SELECTED TEXT:
[START]
Notation: Here $B_{n}(x)$ denotes the $n$th Bell polynomial, $n \in \mathbb{N}$, of $x$, $x \in \mathbb{R}^+$, $S(n,k)$ denotes the Stirling number of the second kind.

From https://mathworld.wolfram.com/BellPolynomial.html (14),

$B_{n}(x) = \displaystyle{\sum_{k=0}^{n}} S(n,k) x^k$.

From https://mathworld.wolfram.com/StirlingNumberoftheSecondKind.html (10),

$S(n,k) = \frac{1}{k!} \displaystyle{\sum_{j=0}^{k} (-1)^j {k \choose j} (k-j)^n}$.

Truthfully my knowledge of these polynomials is limited to some informal skimming of the wikipedia and other pages/papers I could find, so I feel I am probably not taking the most strategic approaches in trying to solve this.

Some things I've attempted:

I've tried making use of Faà di Bruno's formula, to see if I could manipulate certain functions to produce the desired finite sum, but with no luck unfortunately.
[END]
DIRECTION A:
Do statements (i) through (iii) agree with the Bell polynomial excerpt? Answer yes or no for each and quote the words of the excerpt that decide it.
(i) $S(n,k)$ stands for the Stirling number of the second kind.
(ii) The writer has studied these polynomials in depth.
(iii) Using Faà di Bruno's formula produced the desired finite sum.

DATASET ROWS:
[START]
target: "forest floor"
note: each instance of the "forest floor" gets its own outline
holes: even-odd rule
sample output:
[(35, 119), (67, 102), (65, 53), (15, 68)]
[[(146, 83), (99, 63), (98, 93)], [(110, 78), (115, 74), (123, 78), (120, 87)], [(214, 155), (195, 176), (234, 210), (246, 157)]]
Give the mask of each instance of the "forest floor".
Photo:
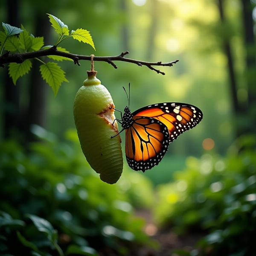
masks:
[(148, 256), (177, 256), (177, 250), (191, 251), (195, 250), (197, 242), (203, 237), (202, 234), (193, 233), (190, 235), (178, 236), (172, 228), (165, 230), (158, 230), (150, 212), (140, 210), (136, 215), (146, 221), (145, 231), (146, 233), (156, 241), (158, 248), (143, 250), (141, 255)]

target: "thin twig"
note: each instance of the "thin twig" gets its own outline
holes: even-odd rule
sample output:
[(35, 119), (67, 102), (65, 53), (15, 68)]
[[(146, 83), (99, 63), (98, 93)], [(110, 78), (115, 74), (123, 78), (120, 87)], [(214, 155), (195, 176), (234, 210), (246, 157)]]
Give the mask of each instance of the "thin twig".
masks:
[[(115, 68), (117, 68), (117, 66), (113, 62), (114, 61), (125, 61), (126, 62), (130, 62), (134, 63), (139, 66), (145, 66), (150, 69), (156, 72), (157, 73), (164, 75), (165, 73), (159, 70), (157, 70), (153, 66), (161, 66), (163, 67), (168, 66), (172, 67), (173, 64), (177, 62), (179, 60), (176, 60), (170, 62), (162, 63), (161, 61), (157, 62), (148, 62), (148, 61), (143, 61), (134, 60), (134, 59), (125, 58), (125, 55), (128, 54), (129, 52), (126, 51), (121, 52), (119, 55), (116, 56), (95, 56), (93, 57), (94, 61), (105, 61), (112, 65)], [(6, 63), (10, 63), (12, 62), (16, 62), (17, 63), (21, 63), (26, 60), (35, 58), (42, 57), (43, 56), (48, 56), (49, 55), (55, 55), (56, 56), (61, 56), (65, 57), (73, 60), (75, 64), (77, 64), (80, 66), (79, 63), (79, 60), (90, 61), (90, 56), (86, 56), (84, 55), (79, 55), (77, 54), (73, 54), (69, 52), (64, 52), (61, 51), (58, 51), (56, 49), (55, 47), (52, 47), (48, 49), (44, 50), (40, 50), (31, 52), (24, 52), (23, 53), (15, 53), (14, 54), (9, 54), (7, 56), (3, 55), (0, 57), (0, 66), (2, 66), (3, 64)]]

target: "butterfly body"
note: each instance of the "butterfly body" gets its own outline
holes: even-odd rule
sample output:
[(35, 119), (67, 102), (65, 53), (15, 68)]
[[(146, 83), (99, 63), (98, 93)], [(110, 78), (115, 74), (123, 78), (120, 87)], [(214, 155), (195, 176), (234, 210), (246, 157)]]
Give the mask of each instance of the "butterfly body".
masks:
[(124, 109), (124, 113), (122, 118), (122, 127), (124, 129), (127, 129), (132, 125), (134, 120), (133, 115), (128, 107), (126, 106)]
[(125, 156), (129, 166), (144, 172), (158, 164), (170, 143), (202, 120), (203, 113), (193, 105), (163, 102), (131, 113), (124, 109), (121, 120), (125, 130)]

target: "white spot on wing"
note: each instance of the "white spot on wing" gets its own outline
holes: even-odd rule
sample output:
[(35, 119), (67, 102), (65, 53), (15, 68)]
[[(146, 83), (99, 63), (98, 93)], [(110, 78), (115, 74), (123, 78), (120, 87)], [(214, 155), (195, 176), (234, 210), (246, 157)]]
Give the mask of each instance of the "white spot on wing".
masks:
[(181, 121), (182, 120), (182, 117), (180, 116), (180, 115), (177, 115), (177, 116), (176, 116), (176, 118), (179, 121)]

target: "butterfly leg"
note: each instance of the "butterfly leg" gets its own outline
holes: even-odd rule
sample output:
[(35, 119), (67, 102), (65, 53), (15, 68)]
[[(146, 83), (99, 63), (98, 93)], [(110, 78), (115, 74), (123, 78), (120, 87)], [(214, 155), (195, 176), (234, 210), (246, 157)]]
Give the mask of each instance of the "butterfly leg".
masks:
[(117, 119), (117, 118), (116, 118), (115, 120), (114, 120), (114, 121), (113, 121), (113, 122), (111, 124), (112, 125), (114, 124), (114, 123), (115, 122), (115, 121), (116, 120), (119, 123), (122, 125), (122, 120), (120, 119)]
[[(116, 110), (116, 111), (119, 112), (121, 113), (121, 119), (122, 119), (122, 111), (121, 111), (120, 110), (118, 110), (118, 109), (116, 109), (116, 108), (113, 108), (113, 107), (111, 107), (111, 108), (113, 108), (113, 109), (114, 109), (115, 110)], [(117, 120), (117, 119), (116, 119), (116, 120)]]
[(124, 128), (123, 128), (118, 134), (116, 134), (114, 136), (111, 136), (110, 137), (110, 138), (112, 139), (112, 138), (113, 138), (114, 137), (115, 137), (116, 136), (117, 136), (118, 134), (119, 134), (123, 131), (124, 131), (125, 130), (125, 129)]

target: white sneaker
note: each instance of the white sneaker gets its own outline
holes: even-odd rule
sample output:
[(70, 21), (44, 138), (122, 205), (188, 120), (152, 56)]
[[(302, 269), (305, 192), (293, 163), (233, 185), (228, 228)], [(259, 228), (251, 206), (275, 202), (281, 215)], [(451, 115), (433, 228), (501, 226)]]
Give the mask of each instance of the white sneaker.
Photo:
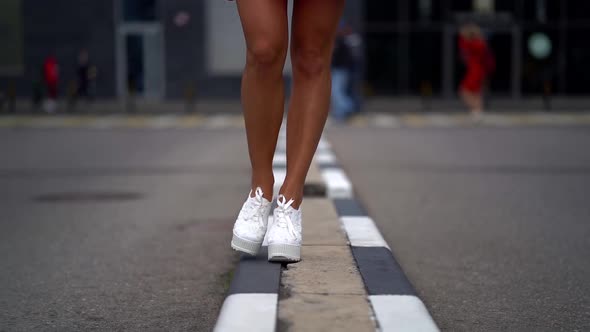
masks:
[(301, 209), (291, 207), (293, 200), (279, 195), (273, 223), (267, 234), (268, 260), (298, 262), (301, 260)]
[(238, 219), (234, 224), (234, 234), (231, 247), (250, 255), (258, 254), (268, 224), (270, 202), (262, 197), (262, 189), (256, 188), (254, 197), (252, 191), (242, 206)]

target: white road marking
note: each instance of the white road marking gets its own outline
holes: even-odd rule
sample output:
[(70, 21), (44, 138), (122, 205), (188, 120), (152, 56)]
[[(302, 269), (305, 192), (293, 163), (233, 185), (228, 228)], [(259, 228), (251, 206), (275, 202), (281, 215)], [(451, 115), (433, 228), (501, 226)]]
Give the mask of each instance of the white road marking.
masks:
[(389, 248), (383, 236), (369, 217), (340, 217), (344, 230), (353, 247)]
[(370, 295), (369, 301), (383, 332), (437, 332), (422, 300), (412, 295)]
[(334, 164), (336, 156), (329, 150), (316, 151), (314, 161), (320, 165)]
[(232, 294), (223, 302), (215, 332), (274, 332), (277, 294)]

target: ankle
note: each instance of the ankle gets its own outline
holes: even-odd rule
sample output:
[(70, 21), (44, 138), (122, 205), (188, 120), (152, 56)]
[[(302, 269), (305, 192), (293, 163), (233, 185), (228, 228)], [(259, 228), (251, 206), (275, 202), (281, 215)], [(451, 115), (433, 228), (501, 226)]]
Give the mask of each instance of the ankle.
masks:
[(256, 188), (262, 189), (262, 197), (266, 198), (268, 201), (272, 201), (272, 195), (273, 195), (273, 190), (274, 190), (274, 178), (270, 179), (270, 180), (266, 180), (266, 181), (257, 181), (255, 179), (252, 179), (252, 183), (251, 183), (251, 189), (252, 189), (252, 195), (254, 195), (254, 192), (256, 191)]
[(287, 201), (293, 200), (291, 205), (294, 209), (299, 210), (301, 203), (303, 202), (303, 190), (289, 190), (289, 188), (282, 187), (279, 190), (279, 195), (285, 196)]

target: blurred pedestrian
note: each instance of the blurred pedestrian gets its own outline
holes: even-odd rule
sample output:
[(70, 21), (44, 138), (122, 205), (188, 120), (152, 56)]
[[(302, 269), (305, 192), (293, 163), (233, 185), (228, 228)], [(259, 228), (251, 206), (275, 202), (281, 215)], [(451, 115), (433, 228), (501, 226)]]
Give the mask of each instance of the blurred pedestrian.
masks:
[END]
DIRECTION B:
Please rename "forest floor" to "woodland ground" in the listing, starting at its first line and ending at the line containing "250), (141, 255)]". Give those lines again with nothing else changed, and leave the pictures out.

TASK ANSWER A:
(i) Yes: "denotes the Stirling number of the second kind"
(ii) No: "my knowledge of these polynomials is limited to some informal skimming of the wikipedia and other pages/papers I could find"
(iii) No: "but with no luck unfortunately"

TASK ANSWER B:
target: "woodland ground"
note: each instance of the "woodland ground" gets its own outline
holes: even-odd rule
sample output:
[(35, 119), (67, 102), (65, 53), (15, 68)]
[[(146, 83), (99, 63), (98, 93)], [(110, 78), (115, 74), (123, 78), (120, 87)], [(214, 155), (195, 176), (234, 210), (246, 157)]]
Give the mask of each instance of the "woodland ground".
Photo:
masks:
[(148, 256), (177, 256), (177, 250), (191, 251), (195, 250), (197, 242), (203, 237), (202, 234), (193, 233), (190, 235), (178, 236), (172, 228), (165, 230), (158, 230), (150, 212), (140, 210), (136, 215), (146, 221), (145, 231), (146, 233), (156, 241), (158, 248), (143, 250), (141, 255)]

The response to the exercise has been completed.